» SUPPLIED TEXT:
+-------+
Tips to take a recipe from good to great

By Meredith Deeds, Star Tribune
Published: February 28, 2024, 5:58am

Imagine working hard on a dish for dinner. You’ve chopped, sliced, sautéed and simmered and the aroma of what will surely be a culinary masterpiece fills your home. Then you taste it. Is it good? Yes. Is it great? No.

While good is nothing to scoff at, it often takes very little effort to transform a dish into something great — if you know how to build the flavors.

I’m not talking about adding a lot of extra ingredients, although sometimes the addition of one or two helps. I’m talking about understanding those ingredients, as well as culinary techniques, and using them to layer and deepen the essence of a dish.

Making sure to adequately sear meat or toast spices can have a huge impact. Deglazing a pan or properly caramelizing onions is also key. Reducing liquid or adding a touch of acid instead of another pinch of salt can be instrumental in turning a flat, dull dish into a bright orchestra of flavors.

There are many, many ways to build flavor and, although I don’t use them all in this week’s Creamy Roasted Mushroom Soup, I do employ a few. This dish is a great illustration of how to take a basic recipe and transform it into something special by utilizing a few simple techniques and a couple of key ingredients.

One of those ingredients is dried porcini mushrooms. Dried porcinis are a powerhouse of nutty, woodsy mushroom flavor. By reconstituting them in hot water, you get to use the mushrooms as well as the soaking liquid, ensuring that you don’t miss a drop of mushroom goodness.

Of course, we don’t stop with dried mushrooms. We also use two kinds of fresh mushrooms, cremini and shiitake, which we slice and roast until their flavors have concentrated.

Next, we sauté shallots and garlic, and deglaze that pan with a little white wine, making sure to scrape up all the deliciously browned bits on the bottom.

All of these ingredients are then combined and allowed to simmer just long enough to marry their flavors before blitzing them into silky perfection in a blender and stirring in a generous dose of cream.

Seasoning is always a critical step in soup making. I often find myself adding a touch of this or that at the end, just to make sure I’ve adequately fine-tuned those flavors. In this case, because I’m looking to infuse as much umaminess as possible, I skip the extra salt in favor of a dash of soy sauce.

And, as I almost always do with soup, I add a touch of acid, in this case, lemon juice, at the end, which lifts up everything else in the pot.

The result is a soup packed with deep mushroom flavor that’s easy and quick enough to make on a weeknight, but memorable enough to serve at the most elegant of dinner parties.

Morning Briefing Newsletter envelope icon
Get a rundown of the latest local and regional news every Mon-Fri morning.

Creamy Roasted Mushroom Soup

Serves 4 to 6.

Roasting the mushrooms concentrates their flavor in this umami bomb in a bowl. Note: When pureeing hot liquid in a blender, remove the plastic insert in the lid and cover with a dish towel to prevent any steam buildup and splattering. From Meredith Deeds.
+-------+
» REQUIRED TASKS:
**a.** In the article on building flavor, what does the author use in place of extra salt when seasoning the mushroom soup?
**b.** Recast the paragraph beginning "Making sure to adequately sear meat" from the article on building flavor as a brief list that keeps its main points.
The listing has no part in this work.

» DATA EXCERPT:
+-------+
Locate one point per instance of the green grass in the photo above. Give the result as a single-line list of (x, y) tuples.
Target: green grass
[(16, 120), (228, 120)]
+-------+
» IN RESPONSE:
**a.** A dash of soy sauce.

**b.**
- Sear meat adequately or toast spices.
- Deglaze the pan or caramelize onions properly.
- Reduce liquid, or add a touch of acid instead of more salt, to turn a flat, dull dish into a bright one.